(Selection):
⟨

Re: [RESEND PATCH v2] xfs: fix the entry condition of exact EOF block allocation optimization

All of lore.kernel.org
 help / color / mirror / Atom feed

From: Dave Chinner <david@fromorbit.com>
To: Jinliang Zheng <alexjlzheng@gmail.com>
Cc: alexjlzheng@tencent.com, cem@kernel.org, chandanbabu@kernel.org,
	dchinner@redhat.com, djwong@kernel.org, hch@infradead.org,
	linux-kernel@vger.kernel.org, linux-xfs@vger.kernel.org
Subject: Re: [RESEND PATCH v2] xfs: fix the entry condition of exact EOF block allocation optimization
Date: Fri, 6 Dec 2024 10:48:48 +1100	[thread overview]
Message-ID: <Z1I74KeyZRv2pBBT@dread.disaster.area> (raw)
In-Reply-To: <20241205121802.1232223-1-alexjlzheng@tencent.com>

On Thu, Dec 05, 2024 at 08:18:02PM +0800, Jinliang Zheng wrote:
> On Wed, 4 Dec 2024 07:40:20 +1100, Dave Chinner wrote:
> > On Sat, Nov 31, 2024 at 07:11:32PM +0800, Jinliang Zheng wrote:
> > > When we call create(), lseek() and write() sequentially, offset != 0
> > > cannot be used as a judgment condition for whether the file already
> > > has extents.
> > > 
> > > Furthermore, when xfs_bmap_adjacent() has not given a better blkno,
> > > it is not necessary to use exact EOF block allocation.
> > > 
> > > Signed-off-by: Jinliang Zheng <alexjlzheng@tencent.com>
> > > ---
> > > Changelog:
> > > - V2: Fix the entry condition
> > > - V1: https://lore.kernel.org/linux-xfs/ZyFJm7xg7Msd6eVr@dread.disaster.area/T/#t
> > > ---
> > >  fs/xfs/libxfs/xfs_bmap.c | 12 +++++++-----
> > >  1 file changed, 7 insertions(+), 5 deletions(-)

⟩

(Entries shown):
⟨

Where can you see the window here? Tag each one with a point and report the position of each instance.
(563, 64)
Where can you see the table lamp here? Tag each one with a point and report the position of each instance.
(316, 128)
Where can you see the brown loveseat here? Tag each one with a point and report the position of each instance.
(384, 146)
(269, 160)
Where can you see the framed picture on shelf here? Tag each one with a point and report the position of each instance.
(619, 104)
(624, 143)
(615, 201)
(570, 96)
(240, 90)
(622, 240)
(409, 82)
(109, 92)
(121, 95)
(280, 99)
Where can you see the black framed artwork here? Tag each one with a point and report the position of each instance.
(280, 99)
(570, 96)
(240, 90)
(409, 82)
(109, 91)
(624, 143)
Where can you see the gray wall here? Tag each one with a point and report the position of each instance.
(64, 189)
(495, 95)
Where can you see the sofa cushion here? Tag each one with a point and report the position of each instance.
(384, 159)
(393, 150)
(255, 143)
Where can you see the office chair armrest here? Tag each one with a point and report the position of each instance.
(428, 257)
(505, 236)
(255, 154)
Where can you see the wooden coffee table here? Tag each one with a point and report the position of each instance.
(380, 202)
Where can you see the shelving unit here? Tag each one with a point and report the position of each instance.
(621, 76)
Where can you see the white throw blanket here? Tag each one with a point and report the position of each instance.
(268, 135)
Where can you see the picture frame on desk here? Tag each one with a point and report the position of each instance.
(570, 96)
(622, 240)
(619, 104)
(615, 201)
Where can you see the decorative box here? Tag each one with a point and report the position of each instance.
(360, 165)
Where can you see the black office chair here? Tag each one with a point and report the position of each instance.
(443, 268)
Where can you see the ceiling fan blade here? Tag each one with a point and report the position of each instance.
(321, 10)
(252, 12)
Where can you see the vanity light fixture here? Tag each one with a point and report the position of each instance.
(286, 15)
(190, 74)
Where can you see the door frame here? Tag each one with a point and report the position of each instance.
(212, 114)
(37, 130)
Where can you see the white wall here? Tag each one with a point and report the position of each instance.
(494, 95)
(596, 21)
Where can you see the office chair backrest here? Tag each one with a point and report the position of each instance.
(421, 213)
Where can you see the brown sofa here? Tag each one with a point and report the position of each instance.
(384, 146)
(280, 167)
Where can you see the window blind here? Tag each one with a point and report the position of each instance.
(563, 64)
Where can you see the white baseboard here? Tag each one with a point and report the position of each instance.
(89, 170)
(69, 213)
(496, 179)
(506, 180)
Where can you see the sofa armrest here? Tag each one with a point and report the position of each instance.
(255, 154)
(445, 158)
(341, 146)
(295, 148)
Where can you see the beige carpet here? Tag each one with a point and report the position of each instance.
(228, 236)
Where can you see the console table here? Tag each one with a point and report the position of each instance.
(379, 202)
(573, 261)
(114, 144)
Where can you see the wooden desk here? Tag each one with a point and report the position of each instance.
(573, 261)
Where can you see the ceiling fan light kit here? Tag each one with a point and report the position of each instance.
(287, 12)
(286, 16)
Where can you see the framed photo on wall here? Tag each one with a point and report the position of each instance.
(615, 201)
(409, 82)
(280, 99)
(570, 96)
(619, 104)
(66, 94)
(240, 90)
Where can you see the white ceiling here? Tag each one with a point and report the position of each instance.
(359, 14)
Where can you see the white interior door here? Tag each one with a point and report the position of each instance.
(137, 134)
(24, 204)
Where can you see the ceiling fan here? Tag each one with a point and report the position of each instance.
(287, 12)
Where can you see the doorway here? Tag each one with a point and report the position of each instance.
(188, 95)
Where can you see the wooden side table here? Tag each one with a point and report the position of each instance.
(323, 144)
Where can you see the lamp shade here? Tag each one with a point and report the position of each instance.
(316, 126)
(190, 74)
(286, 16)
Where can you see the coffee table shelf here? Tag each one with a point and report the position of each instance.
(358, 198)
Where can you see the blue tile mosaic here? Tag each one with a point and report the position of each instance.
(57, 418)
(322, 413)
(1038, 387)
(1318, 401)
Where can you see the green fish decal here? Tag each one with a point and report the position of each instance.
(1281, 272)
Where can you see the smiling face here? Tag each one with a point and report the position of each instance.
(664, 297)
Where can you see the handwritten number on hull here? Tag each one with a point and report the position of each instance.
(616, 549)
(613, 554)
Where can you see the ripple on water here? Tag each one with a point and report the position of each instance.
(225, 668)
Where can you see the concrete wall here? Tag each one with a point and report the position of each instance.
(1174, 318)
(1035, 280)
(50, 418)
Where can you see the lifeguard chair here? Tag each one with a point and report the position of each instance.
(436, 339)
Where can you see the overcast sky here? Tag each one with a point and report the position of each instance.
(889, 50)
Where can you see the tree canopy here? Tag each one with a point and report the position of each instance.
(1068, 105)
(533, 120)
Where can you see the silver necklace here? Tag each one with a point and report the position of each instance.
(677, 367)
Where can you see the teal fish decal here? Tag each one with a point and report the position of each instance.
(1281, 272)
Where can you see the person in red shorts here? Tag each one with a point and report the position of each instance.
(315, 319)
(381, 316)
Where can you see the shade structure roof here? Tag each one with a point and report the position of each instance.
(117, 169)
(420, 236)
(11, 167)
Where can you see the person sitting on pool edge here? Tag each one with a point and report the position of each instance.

⟩

(Problems and tasks):
(A) Mark each statement as agreeing with the XFS patch reply or not, answering yes or no and quoting the exact words that decide it: (i) the patch touches a single file, fs/xfs/libxfs/xfs_bmap.c, with 7 insertions and 5 deletions; (ii) the reply is dated Thursday, December 5, 2024; (iii) offset != 0 serves as a valid judgment condition for whether the file already has extents when create(), lseek() and write() are called sequentially.
(B) From the XFS patch reply, extract the passage starting at "All of lore.kernel.org" and ending at "Message-ID: <Z1I74KeyZRv2pBBT@dread.disaster.area> (raw)", copied word for word.

(Solutions in order):
(A)
(i) Yes: "1 file changed, 7 insertions(+), 5 deletions(-)".
(ii) No: "Date: Fri, 6 Dec 2024 10:48:48 +1100".
(iii) No: "cannot be used as a judgment condition".

(B)
All of lore.kernel.org
 help / color / mirror / Atom feed

From: Dave Chinner <david@fromorbit.com>
To: Jinliang Zheng <alexjlzheng@gmail.com>
Cc: alexjlzheng@tencent.com, cem@kernel.org, chandanbabu@kernel.org,
	dchinner@redhat.com, djwong@kernel.org, hch@infradead.org,
	linux-kernel@vger.kernel.org, linux-xfs@vger.kernel.org
Subject: Re: [RESEND PATCH v2] xfs: fix the entry condition of exact EOF block allocation optimization
Date: Fri, 6 Dec 2024 10:48:48 +1100	[thread overview]
Message-ID: <Z1I74KeyZRv2pBBT@dread.disaster.area> (raw)